**Direction:**
Answer these questions from the profile of Arbuckle below:
1. How many gallons does the cistern at her home hold?
2. What was her college degree in?
3. What did the Women's Club recycling program win, and in what year?

**Source document:**
• • • • •
She feels like she was born with an interest in ecology, so it's fair to say that it's a lifelong passion that has led her to enrolling in the Blue Ridge Naturalist Certificate Program at the North Carolina Arboretum.
"I like to keep my mind active, and this is a good way to do it," says Arbuckle, who adds that she also likes to meet people with similar interests.
The study course at the Arboretum keeps her busy when she is not volunteering at Bullington Gardens, where she maintains a native woodland garden, and has started a rain garden and a sunny meadow area with fellow volunteers.
At home in Flat Rock, where she has lived since 1997, she has indulged her love for native species of this area — all while reducing lawn maintenance issues.
"Over the years I've taken out all the grass and replaced it with native plants," she says.
Her yard is registered as a Backyard Wildlife Habitat with the National Wildlife Federation.
A 1,500-gallon cistern that she had installed stores rainwater, as a supplement during dry spells.
At 83, Arbuckle is not only busy getting her hands dirty, she is pursuing a longtime interest in fiber arts this spring by taking another class in weaving at the John C. Campbell Folk School — this time on making Scandinavian kitchen towels.
Her love of weaving started when her late husband's mother gave her an old Appalachian-made coverlet made in Arkansas.
"Later on, I became interested in ethnic weavings," she says.
Displayed in her home are weavings collected during travels in Guatemala, Bolivia, and Panama, as well as pieces from Uzbekistan and Turkmenistan, from a Silk Road trip she once took.
In the early 1950s, after graduating from Mary Washington College in Virginia with a degree in chemistry, Arbuckle worked doing fiber analysis for the FBI.
"We mostly worked with police evidence," she says. "We examined things like an assailant's hair on a victim's clothing."
With a daughter, and a son and three granddaughters living in Florida, Arbuckle—who is soft-spoken about her life and experience—is focused on family.
The artwork of her daughter, a ceramic artist living in Los Angeles, graces areas of Arbuckle's home, along with the woven pieces she has collected on her travels.
She fondly recalls hiking the Inca Trail for her 60th birthday, and walking tours in Switzerland and Britain.
Of all the things she's accomplished, Arbuckle seems most proud of the work she did as president of the Women's Club in Robbinsville, when she lived there 20 years ago.
Her work with the club to launch a recycling program garnered the Governor's Award for Graham County in 1992.
"We set up regular recycling days," she says. "The Women's Club members also made reusable shopping bags."
These days, she keeps her interest in conserving resources by volunteering with the Unitarian Universalist Fellowship's "Green Team," which recently completed an energy audit.
• • • • •
**Supplied information:**
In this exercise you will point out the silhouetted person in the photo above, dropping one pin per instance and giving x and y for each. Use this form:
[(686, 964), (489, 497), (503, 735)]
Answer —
• • • • •
**Exercise result:**
1. 1,500 gallons.
2. Chemistry.
3. The Governor's Award for Graham County, in 1992.